Given instruction: Rewrite as a numbered list the lines starting with the one that contains "Where can you spot the berry" and going on through the end of the rows, leaving out any blank lines.

Available data:
☆ ☆ ☆ ☆ ☆ ☆ ☆
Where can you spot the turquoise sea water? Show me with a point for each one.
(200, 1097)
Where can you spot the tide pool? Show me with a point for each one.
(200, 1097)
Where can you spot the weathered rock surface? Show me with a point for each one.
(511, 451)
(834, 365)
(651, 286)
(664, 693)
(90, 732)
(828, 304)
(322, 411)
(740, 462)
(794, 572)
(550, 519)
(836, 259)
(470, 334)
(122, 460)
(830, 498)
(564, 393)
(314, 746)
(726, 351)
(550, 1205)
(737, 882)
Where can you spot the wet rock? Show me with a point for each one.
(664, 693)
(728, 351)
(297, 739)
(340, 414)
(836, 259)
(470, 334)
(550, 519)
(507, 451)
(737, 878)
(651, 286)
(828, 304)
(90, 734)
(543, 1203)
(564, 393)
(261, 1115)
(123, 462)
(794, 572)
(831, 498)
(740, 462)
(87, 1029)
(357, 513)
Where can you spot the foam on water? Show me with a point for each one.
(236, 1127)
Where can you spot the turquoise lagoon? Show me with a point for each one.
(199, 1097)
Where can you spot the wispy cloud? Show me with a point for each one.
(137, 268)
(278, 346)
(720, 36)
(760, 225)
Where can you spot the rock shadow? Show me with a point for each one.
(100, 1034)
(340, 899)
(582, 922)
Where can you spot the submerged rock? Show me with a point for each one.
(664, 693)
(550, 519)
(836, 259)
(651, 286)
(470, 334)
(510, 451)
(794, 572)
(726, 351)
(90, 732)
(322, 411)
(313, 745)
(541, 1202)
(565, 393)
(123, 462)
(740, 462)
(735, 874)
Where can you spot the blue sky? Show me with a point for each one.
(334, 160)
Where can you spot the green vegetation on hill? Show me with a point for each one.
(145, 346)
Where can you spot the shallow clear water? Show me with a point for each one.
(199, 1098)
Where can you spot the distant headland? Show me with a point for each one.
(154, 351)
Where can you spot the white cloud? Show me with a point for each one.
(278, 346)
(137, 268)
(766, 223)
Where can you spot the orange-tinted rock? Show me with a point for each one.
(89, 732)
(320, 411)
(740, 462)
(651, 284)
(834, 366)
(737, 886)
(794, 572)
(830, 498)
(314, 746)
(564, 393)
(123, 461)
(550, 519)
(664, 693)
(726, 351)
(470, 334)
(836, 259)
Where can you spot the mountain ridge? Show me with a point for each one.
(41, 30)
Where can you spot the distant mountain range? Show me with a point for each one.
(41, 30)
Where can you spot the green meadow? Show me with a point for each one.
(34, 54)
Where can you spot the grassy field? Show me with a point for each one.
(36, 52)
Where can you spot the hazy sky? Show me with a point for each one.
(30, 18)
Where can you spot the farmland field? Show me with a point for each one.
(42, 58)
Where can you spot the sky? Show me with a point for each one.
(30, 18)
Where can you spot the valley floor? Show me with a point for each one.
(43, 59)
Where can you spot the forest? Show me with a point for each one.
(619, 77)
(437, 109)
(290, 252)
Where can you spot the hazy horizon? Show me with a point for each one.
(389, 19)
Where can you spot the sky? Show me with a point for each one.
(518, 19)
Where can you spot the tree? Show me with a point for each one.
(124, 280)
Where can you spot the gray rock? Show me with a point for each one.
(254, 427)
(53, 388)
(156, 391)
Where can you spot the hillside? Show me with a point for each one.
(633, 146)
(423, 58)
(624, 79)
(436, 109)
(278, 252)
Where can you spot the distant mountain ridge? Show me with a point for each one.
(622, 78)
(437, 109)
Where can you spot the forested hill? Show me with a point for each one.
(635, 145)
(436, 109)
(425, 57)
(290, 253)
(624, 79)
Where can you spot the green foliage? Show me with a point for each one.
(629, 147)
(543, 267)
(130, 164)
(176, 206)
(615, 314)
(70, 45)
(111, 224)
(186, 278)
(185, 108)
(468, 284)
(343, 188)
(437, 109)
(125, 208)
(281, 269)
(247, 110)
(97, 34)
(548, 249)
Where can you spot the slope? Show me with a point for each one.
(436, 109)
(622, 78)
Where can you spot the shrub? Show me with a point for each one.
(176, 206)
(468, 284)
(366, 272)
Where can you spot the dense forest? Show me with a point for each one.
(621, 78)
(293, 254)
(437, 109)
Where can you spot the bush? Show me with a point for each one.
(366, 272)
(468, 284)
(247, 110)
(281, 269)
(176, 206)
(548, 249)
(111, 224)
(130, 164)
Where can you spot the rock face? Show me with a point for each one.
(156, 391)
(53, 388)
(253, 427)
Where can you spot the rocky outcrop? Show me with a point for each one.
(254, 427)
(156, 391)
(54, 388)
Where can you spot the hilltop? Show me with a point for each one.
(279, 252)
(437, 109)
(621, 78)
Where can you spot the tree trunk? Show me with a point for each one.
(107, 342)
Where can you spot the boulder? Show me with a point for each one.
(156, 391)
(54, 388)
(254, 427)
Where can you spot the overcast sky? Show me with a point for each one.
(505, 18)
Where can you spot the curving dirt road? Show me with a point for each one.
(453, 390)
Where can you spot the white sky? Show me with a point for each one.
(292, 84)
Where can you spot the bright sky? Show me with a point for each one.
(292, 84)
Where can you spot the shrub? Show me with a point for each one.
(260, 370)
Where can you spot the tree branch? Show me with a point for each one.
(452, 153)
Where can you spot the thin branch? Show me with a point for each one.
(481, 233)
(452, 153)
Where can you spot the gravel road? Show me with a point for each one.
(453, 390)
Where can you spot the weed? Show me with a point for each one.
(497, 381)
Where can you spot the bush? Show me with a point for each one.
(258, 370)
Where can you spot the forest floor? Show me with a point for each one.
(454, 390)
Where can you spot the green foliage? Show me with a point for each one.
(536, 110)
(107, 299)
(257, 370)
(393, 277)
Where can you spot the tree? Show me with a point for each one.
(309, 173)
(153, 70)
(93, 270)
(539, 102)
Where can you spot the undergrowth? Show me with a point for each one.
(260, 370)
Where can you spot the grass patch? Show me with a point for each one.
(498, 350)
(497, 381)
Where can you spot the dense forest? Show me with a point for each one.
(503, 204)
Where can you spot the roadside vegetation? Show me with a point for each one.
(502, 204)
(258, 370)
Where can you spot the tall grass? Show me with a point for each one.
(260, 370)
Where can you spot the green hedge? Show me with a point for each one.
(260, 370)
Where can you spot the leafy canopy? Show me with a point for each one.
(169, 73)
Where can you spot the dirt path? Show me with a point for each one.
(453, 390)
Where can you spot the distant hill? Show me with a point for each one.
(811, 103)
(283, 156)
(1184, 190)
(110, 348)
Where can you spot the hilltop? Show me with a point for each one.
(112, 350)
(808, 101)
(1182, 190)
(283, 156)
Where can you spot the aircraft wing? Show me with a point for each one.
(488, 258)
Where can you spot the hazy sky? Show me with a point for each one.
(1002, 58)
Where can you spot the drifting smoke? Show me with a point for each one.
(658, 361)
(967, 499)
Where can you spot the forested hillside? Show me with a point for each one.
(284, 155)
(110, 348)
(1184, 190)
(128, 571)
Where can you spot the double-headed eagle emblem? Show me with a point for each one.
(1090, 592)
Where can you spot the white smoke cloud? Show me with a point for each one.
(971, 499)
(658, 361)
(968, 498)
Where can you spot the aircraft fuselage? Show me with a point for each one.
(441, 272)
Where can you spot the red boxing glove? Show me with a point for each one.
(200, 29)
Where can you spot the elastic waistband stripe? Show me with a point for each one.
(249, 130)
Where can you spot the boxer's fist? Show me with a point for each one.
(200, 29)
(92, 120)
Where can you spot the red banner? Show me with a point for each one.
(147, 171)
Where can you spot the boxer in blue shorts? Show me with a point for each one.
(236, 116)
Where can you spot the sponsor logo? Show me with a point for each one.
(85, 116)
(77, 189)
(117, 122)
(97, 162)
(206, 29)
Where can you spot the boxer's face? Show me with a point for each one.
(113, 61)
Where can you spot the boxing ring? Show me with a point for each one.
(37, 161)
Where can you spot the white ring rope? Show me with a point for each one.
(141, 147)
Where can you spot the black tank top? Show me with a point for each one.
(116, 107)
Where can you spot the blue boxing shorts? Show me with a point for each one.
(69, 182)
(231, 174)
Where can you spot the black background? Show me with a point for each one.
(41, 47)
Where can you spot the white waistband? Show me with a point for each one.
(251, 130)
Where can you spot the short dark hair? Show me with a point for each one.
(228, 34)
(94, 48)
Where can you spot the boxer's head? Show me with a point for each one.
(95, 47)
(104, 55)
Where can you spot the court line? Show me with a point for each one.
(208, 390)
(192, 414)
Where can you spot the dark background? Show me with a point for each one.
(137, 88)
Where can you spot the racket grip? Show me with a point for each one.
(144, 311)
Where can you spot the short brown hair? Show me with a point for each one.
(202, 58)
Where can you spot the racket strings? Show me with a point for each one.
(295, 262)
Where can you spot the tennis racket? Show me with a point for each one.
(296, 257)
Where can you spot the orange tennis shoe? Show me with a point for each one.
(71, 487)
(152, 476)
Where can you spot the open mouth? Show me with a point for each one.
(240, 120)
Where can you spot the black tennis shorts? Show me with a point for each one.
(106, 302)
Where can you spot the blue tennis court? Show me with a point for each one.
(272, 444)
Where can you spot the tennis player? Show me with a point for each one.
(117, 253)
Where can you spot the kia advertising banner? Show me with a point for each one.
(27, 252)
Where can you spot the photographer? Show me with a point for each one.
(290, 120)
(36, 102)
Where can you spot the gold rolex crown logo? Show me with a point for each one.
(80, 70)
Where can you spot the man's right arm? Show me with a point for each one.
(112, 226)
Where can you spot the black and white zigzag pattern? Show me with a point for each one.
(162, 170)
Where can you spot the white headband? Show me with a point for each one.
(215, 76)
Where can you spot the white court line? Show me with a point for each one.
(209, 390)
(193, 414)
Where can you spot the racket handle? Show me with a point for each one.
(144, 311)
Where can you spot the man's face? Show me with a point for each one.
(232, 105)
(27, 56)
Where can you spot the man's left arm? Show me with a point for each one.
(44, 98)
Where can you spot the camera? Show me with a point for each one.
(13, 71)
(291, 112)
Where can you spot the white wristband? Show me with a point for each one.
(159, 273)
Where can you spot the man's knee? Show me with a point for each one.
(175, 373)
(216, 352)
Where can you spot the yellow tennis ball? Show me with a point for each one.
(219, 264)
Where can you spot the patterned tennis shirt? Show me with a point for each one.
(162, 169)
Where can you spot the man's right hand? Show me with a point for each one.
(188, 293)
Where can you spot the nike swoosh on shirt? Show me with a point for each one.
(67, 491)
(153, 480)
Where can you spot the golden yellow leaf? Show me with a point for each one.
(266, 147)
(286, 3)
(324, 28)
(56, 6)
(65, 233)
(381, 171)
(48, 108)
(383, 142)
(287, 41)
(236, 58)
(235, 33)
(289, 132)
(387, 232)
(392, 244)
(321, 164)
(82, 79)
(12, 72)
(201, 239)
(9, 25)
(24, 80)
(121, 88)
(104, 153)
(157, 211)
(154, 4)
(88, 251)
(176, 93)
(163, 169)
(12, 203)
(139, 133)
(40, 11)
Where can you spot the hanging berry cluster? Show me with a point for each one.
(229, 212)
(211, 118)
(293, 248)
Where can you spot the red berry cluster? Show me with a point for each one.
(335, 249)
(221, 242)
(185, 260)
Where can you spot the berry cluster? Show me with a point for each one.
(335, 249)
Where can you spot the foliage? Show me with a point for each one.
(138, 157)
☆ ☆ ☆ ☆ ☆ ☆ ☆
Reply to the exercise:
1. Where can you spot the berry cluster? Show me with a point for each one.
2. (335, 249)
3. Where can you spot the foliage? Show me with a point for each one.
4. (138, 157)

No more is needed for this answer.